◆ **Given problem**: Retype the lines of the records word for word, starting at the line that contains "wearing green hard hat" and ending at the line that contains "[31,53,213,299]", including both.

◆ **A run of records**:
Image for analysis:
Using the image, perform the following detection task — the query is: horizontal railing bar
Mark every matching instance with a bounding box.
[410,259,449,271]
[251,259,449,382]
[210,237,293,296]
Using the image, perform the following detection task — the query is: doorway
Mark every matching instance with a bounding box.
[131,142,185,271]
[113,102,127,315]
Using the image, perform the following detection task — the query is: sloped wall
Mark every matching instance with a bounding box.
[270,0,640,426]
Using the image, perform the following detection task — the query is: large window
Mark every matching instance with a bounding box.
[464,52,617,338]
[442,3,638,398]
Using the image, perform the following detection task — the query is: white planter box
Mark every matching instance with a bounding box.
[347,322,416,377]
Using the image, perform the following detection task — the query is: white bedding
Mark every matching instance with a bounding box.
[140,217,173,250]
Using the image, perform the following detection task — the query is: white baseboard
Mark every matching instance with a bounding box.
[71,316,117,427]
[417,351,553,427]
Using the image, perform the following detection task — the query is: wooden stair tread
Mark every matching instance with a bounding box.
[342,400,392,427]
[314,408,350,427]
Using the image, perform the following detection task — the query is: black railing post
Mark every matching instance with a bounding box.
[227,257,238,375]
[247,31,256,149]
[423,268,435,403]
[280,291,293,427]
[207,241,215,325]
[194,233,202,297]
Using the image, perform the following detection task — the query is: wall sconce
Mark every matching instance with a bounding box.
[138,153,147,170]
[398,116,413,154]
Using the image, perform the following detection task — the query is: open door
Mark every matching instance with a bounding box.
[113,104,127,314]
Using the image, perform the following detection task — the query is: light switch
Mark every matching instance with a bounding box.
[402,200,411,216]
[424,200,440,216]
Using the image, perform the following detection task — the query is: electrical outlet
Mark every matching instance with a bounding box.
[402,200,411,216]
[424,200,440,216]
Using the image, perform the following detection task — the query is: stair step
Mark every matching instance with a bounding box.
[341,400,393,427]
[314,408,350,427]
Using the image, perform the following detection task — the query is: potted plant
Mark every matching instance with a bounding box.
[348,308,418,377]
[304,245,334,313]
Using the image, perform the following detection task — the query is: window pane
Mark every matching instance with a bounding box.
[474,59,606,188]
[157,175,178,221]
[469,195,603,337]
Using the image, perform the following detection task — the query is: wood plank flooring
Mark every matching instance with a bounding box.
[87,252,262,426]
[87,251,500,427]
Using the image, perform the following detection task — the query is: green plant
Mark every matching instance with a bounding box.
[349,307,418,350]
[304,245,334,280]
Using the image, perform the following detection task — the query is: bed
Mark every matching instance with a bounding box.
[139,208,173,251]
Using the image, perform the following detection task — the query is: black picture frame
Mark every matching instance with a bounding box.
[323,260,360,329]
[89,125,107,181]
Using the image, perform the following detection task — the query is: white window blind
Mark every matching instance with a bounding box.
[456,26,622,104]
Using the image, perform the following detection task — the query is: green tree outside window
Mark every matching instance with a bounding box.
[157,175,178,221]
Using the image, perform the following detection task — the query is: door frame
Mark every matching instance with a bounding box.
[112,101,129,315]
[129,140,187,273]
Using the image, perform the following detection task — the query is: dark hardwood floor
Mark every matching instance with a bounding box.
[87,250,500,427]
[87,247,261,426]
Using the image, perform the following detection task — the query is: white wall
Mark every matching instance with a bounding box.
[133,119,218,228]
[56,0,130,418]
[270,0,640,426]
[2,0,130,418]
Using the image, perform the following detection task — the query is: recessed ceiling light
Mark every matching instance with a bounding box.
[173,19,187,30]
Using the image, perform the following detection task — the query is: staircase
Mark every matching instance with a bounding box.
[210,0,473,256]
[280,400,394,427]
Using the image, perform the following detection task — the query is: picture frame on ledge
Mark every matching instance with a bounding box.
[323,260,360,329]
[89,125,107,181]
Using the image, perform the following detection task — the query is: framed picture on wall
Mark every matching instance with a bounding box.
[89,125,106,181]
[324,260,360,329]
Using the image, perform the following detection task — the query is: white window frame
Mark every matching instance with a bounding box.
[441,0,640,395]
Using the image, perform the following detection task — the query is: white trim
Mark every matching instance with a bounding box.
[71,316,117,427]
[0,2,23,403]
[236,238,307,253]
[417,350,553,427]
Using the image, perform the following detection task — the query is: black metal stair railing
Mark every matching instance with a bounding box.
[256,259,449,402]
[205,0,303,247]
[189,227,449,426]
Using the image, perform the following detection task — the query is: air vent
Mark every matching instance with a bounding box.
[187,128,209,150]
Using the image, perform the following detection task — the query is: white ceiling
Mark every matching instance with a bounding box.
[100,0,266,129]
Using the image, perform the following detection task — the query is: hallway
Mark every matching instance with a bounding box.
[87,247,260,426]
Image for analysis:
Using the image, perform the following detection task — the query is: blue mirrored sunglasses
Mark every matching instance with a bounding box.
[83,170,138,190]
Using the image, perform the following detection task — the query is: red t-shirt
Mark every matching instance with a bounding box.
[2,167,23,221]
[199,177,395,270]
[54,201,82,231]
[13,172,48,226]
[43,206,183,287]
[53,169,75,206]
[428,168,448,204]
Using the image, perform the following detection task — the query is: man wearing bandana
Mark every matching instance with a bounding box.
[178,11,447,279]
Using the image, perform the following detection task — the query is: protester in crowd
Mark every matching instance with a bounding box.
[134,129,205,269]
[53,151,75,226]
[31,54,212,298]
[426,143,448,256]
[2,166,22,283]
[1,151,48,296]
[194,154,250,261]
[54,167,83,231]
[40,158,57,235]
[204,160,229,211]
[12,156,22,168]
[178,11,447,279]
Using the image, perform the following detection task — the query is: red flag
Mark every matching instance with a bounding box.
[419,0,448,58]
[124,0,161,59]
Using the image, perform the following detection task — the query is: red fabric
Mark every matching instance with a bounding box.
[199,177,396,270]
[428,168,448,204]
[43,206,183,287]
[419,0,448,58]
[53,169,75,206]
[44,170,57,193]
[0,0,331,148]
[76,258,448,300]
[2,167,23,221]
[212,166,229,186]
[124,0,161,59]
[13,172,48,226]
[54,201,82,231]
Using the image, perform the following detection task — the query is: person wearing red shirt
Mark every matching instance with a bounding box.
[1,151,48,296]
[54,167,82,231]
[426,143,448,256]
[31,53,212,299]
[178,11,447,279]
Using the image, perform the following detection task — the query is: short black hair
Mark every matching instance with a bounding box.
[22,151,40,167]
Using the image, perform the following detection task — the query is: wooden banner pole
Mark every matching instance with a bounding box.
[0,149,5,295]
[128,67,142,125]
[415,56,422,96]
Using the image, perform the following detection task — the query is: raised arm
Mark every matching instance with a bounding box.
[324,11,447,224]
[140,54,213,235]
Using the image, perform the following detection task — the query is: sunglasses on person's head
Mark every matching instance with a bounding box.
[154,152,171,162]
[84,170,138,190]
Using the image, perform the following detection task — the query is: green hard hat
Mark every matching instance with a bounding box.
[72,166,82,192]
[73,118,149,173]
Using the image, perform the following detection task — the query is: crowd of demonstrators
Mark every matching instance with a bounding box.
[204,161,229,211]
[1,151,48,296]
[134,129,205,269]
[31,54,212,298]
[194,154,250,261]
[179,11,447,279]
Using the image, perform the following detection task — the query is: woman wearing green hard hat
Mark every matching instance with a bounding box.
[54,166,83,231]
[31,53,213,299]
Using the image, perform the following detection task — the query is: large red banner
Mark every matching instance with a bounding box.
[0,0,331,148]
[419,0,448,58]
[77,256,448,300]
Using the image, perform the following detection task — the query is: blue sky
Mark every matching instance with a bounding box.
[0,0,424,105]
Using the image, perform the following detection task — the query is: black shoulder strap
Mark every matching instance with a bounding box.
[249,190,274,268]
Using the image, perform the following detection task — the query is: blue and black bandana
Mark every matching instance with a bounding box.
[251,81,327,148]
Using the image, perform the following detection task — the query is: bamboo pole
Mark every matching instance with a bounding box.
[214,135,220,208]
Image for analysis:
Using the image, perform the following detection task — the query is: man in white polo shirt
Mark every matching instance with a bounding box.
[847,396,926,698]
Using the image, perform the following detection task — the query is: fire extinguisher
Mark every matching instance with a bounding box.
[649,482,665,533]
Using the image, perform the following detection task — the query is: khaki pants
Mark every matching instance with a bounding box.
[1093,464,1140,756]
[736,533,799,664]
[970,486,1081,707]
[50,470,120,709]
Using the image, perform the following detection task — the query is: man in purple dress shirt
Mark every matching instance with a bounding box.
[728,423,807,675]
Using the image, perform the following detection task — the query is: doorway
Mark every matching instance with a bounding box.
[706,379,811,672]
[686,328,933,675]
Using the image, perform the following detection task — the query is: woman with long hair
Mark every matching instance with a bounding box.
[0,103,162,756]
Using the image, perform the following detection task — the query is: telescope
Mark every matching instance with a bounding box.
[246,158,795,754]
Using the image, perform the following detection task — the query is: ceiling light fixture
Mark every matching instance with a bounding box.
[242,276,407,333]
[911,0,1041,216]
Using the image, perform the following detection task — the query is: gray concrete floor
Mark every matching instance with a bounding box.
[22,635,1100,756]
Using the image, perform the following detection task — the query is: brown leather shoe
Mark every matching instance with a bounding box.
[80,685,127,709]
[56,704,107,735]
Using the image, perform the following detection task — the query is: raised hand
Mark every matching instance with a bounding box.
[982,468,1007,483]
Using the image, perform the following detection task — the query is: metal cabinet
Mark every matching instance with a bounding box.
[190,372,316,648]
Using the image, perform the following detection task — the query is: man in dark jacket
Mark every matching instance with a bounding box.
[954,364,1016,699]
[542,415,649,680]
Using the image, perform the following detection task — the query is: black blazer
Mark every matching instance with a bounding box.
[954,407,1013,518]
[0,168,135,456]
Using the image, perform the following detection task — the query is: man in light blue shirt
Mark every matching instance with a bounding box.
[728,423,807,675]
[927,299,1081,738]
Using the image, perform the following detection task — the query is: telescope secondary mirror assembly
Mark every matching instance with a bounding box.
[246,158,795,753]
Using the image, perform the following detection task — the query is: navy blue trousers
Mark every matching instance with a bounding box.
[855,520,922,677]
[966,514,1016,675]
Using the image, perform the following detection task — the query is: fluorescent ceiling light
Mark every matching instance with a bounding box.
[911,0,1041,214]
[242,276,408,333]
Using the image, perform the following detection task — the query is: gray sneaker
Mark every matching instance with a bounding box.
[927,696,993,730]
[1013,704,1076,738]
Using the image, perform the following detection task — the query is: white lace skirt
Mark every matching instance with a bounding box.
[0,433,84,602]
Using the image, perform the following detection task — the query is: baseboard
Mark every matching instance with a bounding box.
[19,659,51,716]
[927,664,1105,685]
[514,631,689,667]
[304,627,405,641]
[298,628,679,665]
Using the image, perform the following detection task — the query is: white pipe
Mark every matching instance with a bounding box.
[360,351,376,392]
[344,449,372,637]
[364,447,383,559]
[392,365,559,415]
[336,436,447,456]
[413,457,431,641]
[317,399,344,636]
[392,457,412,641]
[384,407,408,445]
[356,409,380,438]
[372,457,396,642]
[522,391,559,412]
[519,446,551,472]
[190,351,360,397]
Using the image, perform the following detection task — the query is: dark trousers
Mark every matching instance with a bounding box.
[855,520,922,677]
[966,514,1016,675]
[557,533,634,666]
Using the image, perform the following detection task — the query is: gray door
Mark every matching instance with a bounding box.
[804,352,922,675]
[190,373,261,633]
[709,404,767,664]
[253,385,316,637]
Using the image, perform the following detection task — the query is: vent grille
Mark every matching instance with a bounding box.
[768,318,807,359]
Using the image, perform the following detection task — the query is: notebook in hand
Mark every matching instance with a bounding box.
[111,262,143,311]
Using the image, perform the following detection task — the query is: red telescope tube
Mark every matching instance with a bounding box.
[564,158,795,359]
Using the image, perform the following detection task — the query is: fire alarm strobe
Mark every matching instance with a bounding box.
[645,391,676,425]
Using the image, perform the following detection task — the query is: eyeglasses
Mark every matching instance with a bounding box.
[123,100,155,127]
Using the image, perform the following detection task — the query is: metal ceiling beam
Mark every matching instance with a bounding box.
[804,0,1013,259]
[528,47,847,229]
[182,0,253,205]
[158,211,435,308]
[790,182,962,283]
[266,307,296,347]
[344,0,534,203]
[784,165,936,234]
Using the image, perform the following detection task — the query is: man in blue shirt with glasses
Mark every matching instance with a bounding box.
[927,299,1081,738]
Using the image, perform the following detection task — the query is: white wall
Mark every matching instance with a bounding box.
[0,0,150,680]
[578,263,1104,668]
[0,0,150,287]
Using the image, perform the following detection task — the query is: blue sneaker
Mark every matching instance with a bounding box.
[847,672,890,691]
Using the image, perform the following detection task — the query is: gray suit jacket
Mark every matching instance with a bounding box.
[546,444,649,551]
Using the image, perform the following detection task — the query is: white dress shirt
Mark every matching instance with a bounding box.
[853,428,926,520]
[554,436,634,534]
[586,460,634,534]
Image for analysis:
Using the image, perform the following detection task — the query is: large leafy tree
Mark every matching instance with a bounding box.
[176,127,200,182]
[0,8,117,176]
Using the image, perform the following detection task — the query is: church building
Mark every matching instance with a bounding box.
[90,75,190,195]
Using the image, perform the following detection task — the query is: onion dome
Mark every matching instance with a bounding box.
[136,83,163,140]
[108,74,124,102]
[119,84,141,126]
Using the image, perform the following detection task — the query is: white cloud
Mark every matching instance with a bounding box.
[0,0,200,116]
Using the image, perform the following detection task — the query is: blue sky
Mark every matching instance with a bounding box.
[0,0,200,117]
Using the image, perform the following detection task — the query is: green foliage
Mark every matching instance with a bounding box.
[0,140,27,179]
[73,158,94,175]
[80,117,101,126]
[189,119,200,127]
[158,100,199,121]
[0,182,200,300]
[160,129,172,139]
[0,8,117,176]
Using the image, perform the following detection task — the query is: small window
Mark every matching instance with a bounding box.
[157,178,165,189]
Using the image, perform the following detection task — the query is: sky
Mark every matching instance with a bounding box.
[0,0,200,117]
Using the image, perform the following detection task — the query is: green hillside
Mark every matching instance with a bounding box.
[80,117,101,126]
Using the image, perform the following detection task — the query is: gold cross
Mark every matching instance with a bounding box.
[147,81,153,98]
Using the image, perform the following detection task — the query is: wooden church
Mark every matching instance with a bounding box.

◆ **Result below**:
Using the image, perform the following detection task — the query is: woman wearing green hard hat
Mark every matching instance with a bounding box.
[54,166,83,231]
[31,53,213,299]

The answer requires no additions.